Exercise directions: Beneath this task is a listing; retype all of it exactly.

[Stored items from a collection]
** BEGIN **
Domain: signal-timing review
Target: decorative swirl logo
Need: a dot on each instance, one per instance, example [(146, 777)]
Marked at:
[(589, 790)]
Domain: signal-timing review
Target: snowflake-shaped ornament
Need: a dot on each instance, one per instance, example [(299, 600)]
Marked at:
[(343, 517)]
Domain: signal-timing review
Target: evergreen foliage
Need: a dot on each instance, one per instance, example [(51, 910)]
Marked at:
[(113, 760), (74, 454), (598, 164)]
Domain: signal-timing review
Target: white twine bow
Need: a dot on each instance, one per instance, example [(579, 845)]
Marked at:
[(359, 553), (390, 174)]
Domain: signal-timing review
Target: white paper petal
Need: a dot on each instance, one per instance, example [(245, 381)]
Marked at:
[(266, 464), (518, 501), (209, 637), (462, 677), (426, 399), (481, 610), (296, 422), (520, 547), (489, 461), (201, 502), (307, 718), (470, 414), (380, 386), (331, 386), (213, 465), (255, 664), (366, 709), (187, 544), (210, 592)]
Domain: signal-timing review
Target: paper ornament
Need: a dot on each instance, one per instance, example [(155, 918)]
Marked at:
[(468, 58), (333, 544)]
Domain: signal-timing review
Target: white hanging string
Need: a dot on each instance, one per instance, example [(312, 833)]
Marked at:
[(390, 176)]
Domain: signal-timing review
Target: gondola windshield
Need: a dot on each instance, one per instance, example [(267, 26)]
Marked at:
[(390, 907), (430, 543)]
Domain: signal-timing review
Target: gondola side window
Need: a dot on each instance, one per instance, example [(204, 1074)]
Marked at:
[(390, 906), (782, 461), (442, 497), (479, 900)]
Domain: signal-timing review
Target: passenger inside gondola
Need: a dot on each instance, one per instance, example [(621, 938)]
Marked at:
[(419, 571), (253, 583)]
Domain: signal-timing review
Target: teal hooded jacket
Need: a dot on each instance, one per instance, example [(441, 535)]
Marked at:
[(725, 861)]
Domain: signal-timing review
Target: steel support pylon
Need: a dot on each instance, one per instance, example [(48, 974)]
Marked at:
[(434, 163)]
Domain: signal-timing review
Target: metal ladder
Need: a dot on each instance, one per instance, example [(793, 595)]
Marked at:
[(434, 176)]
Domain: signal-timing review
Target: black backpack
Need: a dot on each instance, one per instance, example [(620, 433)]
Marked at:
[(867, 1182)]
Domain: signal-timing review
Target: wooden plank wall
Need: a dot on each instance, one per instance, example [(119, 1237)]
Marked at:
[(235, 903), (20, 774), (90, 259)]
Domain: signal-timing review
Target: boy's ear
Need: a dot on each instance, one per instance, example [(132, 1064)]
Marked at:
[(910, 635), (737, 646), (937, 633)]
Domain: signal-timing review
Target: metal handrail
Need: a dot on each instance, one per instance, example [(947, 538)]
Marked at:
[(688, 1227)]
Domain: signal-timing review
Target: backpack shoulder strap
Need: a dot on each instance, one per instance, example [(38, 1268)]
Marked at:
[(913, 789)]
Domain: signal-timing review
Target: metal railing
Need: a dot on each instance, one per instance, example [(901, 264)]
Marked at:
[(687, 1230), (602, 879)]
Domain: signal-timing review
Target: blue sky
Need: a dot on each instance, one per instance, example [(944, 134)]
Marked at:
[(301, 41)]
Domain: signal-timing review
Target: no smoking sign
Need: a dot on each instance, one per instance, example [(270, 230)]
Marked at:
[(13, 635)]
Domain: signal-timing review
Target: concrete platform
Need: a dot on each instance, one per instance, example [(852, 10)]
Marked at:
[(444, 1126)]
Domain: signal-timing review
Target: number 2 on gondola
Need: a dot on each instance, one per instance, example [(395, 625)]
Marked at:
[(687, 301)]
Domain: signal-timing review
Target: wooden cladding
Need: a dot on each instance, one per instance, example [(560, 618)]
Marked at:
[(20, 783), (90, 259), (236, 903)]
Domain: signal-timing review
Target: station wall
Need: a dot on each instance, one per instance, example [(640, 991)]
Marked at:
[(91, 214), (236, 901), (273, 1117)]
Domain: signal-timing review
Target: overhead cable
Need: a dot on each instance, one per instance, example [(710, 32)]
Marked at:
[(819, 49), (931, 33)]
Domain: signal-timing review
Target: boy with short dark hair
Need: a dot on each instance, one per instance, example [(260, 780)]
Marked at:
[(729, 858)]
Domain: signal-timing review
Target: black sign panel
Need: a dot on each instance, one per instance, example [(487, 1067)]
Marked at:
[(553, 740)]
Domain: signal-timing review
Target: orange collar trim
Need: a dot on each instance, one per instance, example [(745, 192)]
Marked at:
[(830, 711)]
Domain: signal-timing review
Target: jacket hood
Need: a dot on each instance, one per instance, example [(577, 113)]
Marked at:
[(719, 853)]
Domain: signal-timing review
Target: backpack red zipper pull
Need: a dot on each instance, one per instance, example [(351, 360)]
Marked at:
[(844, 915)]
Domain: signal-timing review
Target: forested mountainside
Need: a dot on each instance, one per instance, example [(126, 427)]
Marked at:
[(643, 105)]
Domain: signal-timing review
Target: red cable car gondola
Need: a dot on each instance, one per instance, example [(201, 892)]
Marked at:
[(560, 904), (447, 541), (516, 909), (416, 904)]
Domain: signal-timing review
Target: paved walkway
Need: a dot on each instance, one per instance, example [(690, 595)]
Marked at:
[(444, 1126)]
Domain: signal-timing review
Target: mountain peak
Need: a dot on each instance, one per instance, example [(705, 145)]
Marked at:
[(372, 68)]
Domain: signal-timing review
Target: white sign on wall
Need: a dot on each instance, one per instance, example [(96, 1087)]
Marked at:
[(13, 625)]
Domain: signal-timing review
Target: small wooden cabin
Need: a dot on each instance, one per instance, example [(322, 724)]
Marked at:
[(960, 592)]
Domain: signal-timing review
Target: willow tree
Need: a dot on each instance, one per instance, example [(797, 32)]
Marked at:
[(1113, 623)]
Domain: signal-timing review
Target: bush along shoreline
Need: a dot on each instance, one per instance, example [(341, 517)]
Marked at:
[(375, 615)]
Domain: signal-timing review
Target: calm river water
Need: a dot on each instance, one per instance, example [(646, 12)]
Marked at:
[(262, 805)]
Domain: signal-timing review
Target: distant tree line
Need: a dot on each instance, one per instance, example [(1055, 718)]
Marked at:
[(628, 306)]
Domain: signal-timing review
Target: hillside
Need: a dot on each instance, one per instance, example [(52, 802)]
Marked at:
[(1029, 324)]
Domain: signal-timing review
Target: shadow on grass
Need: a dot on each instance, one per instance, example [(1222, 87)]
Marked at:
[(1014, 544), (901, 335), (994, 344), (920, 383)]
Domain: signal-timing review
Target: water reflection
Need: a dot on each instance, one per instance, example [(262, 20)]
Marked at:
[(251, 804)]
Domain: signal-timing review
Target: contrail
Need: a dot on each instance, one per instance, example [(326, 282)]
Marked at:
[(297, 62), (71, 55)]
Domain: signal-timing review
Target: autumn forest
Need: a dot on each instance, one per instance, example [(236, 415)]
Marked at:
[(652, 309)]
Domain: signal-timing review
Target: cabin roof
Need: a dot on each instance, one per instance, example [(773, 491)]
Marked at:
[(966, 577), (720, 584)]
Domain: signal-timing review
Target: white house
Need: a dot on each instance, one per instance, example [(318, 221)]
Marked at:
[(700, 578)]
** END **
Exercise output:
Domain: signal-timing review
Target: decorative swirl logo
Need: a dot on each instance, one per instance, example [(146, 777)]
Marked at:
[(589, 790)]
Domain: signal-timing review
Target: snowflake-shaped ornament
Need: a dot on each instance, one per instance, example [(299, 600)]
Marked at:
[(343, 517)]
Domain: signal-timing review
Target: evergreen foliage
Need: a dot on each instance, one per instance, example [(51, 910)]
Marked at:
[(113, 760), (74, 454), (598, 164)]
Domain: signal-timing review
Target: white twine bow
Need: a dot on each instance, one per instance, example [(579, 845)]
Marked at:
[(359, 553), (390, 174)]
Domain: signal-timing review
Target: white paper petal
Need: a dot on each instance, one per instance, example [(245, 381)]
Marked at:
[(266, 464), (518, 501), (209, 637), (462, 677), (426, 399), (481, 610), (296, 422), (520, 547), (489, 461), (201, 502), (307, 718), (470, 414), (380, 386), (331, 386), (213, 465), (255, 664), (366, 709), (187, 544), (210, 592)]
Domain: signal-timing review
Target: paper ornament
Need: a dot on each instance, one per instance, example [(155, 918)]
Marked at:
[(468, 58), (333, 544)]
Domain: signal-timing review
Target: white hanging string
Need: a dot on each instance, one per instance, example [(312, 833)]
Marked at:
[(390, 176)]
Domain: signal-timing review
Target: gondola windshield
Need: a dot on each instance, one per instance, example [(267, 26)]
Marked at:
[(390, 907), (430, 543)]
Domain: signal-timing review
Target: gondola side window
Need: a dot on each instance, one per instance, example [(204, 1074)]
Marked at:
[(390, 906), (782, 461), (442, 497), (479, 900)]
Domain: signal-timing review
Target: passenger inside gondola
Need: a dot on each instance, one per instance, example [(621, 938)]
Marked at:
[(419, 571), (253, 583)]
Domain: signal-timing review
Target: teal hooded jacket
Need: a dot on each instance, one per instance, example [(441, 535)]
Marked at:
[(725, 861)]
Domain: signal-timing review
Target: steel support pylon
Need: a dot on each instance, one per instance, example [(48, 974)]
Marked at:
[(434, 163)]
Domain: signal-timing review
Target: metal ladder
Need: a dot on each instance, one per instance, example [(793, 595)]
Marked at:
[(434, 176)]
Domain: signal-timing review
Target: black backpack
Need: a dot on each instance, one per instance, example [(620, 433)]
Marked at:
[(867, 1182)]
Domain: signal-timing review
Target: wooden plank wall
Need: a dot on each instance, one per instance, example [(119, 1237)]
Marked at:
[(235, 903), (20, 774), (90, 259)]
Domain: signal-timing review
Target: boy's ear
Need: a dot on each instance, one per instance, example [(132, 1064)]
Marked at:
[(910, 635), (737, 646), (937, 633)]
Domain: signal-timing review
Target: metal handrail
Need: a dot on each instance, one per instance, example [(947, 538)]
Marked at:
[(688, 1227)]
Domain: signal-timing review
Target: backpack shoulder strap
Need: a dot on each instance, one per instance, example [(38, 1268)]
Marked at:
[(913, 789)]
Domain: signal-timing review
Target: metal railing
Need: a dot on each instance, one per instance, example [(901, 264)]
Marked at:
[(687, 1230), (602, 879)]
Domain: signal-timing review
Target: blue sky
Need: a dot on each instance, one per instance, example [(944, 134)]
Marked at:
[(301, 41)]
Domain: signal-timing review
Target: no smoking sign
Need: a dot on each instance, one per instance, example [(270, 230)]
Marked at:
[(13, 635)]
Domain: signal-timing review
Target: concrete platform
Need: a dot on each instance, one per instance, example [(852, 10)]
Marked at:
[(444, 1126)]
Domain: signal-timing review
Target: number 2 on gondola
Need: a dot on each instance, one per instance, example [(395, 625)]
Marked at:
[(687, 301)]
Domain: signal-timing review
Target: wooden cladding
Need: a dot on each instance, one per instance, example [(560, 618)]
Marked at:
[(20, 783), (90, 259), (236, 903)]
Domain: signal-timing review
Target: station wall
Need: a dot on each instance, one per instance, example [(640, 991)]
Marked at:
[(91, 214), (236, 901), (273, 1117)]
Domain: signal-timing review
Target: overhead cable
Need: a dot on each instance, one per instance, example [(710, 32)]
Marked at:
[(819, 49), (931, 33)]
Domain: signal-timing review
Target: boy with short dark hair
Need: a dot on each instance, one per instance, example [(260, 780)]
Marked at:
[(729, 858)]
Domain: signal-timing review
Target: black sign panel
Need: a dot on each instance, one per instance, example [(487, 1067)]
Marked at:
[(553, 740)]
Domain: signal-timing review
Target: orange collar trim
Need: a dot on each instance, one per instance, example [(745, 192)]
Marked at:
[(830, 711)]
Domain: signal-timing review
Target: jacket hood
Need: a dot on each instance, one per instance, example [(577, 113)]
Marked at:
[(719, 853)]
Domain: signal-timing review
Target: backpack red zipper pull
Need: a dot on each instance, one per instance, example [(351, 360)]
Marked at:
[(844, 915)]
Domain: signal-timing review
Target: forested mountainside
Need: a dot on each instance, one per instance, example [(126, 427)]
Marked at:
[(643, 105)]
Domain: signal-timing review
Target: red cable car gondola
Need: a dot on each instance, one per instance, example [(201, 892)]
Marked at:
[(560, 904), (447, 541), (516, 909), (416, 904)]
Domain: signal-timing review
Target: paved walkway
Need: a dot on each instance, one per instance, example [(690, 595)]
Marked at:
[(444, 1126)]
Domain: signal-timing review
Target: mountain peak
Need: a dot on each instance, one per instance, example [(705, 145)]
Marked at:
[(372, 68)]
Domain: signal-timing review
Target: white sign on wall
Need: a dot on each instance, one per instance, example [(96, 1087)]
Marked at:
[(13, 625)]
Domain: signal-timing review
Target: small wooden cabin
Need: a dot on each instance, one per instance, example [(322, 724)]
Marked at:
[(960, 592)]
Domain: signal-timing review
Target: willow tree
Need: a dot on each instance, one per instance, example [(797, 32)]
Marked at:
[(1113, 623)]
Domain: signal-timing review
Target: bush along shoreline
Need: a dot on each instance, one per instance, example [(341, 517)]
Marked at:
[(375, 615)]
Domain: signal-timing review
Target: calm river water
Need: a dot on each instance, one per instance, example [(646, 12)]
Marked at:
[(262, 805)]
Domain: signal-timing review
Target: distant tree line
Need: a dot on each instance, one per instance, example [(1055, 718)]
Marked at:
[(628, 306)]
Domain: signal-timing review
Target: hillside
Need: a dot on each instance, one per instance, example [(52, 802)]
Marked at:
[(1029, 324)]
Domain: signal-timing review
Target: shadow on grass
Need: a dot on each instance, one per instance, example [(1222, 87)]
Marked at:
[(1014, 544), (901, 335), (994, 344), (920, 383)]
Domain: signal-timing review
Target: water reflection
Need: a dot on each instance, one per instance, example [(262, 20)]
Marked at:
[(251, 804)]
Domain: signal-timing review
Target: contrail
Need: a dot on each instance, one per instance, example [(326, 282)]
Marked at:
[(297, 62), (71, 55)]
Domain: signal-timing review
Target: autumn forest
Need: a dot on each instance, one per instance, example [(236, 415)]
Marked at:
[(652, 309)]
Domain: signal-timing review
Target: cabin roof
Need: a dot on each instance, one per instance, example [(773, 491)]
Marked at:
[(966, 577), (720, 584)]
Domain: signal-timing review
Target: white house
Need: a dot on each instance, one per instance, example [(318, 221)]
Marked at:
[(700, 578)]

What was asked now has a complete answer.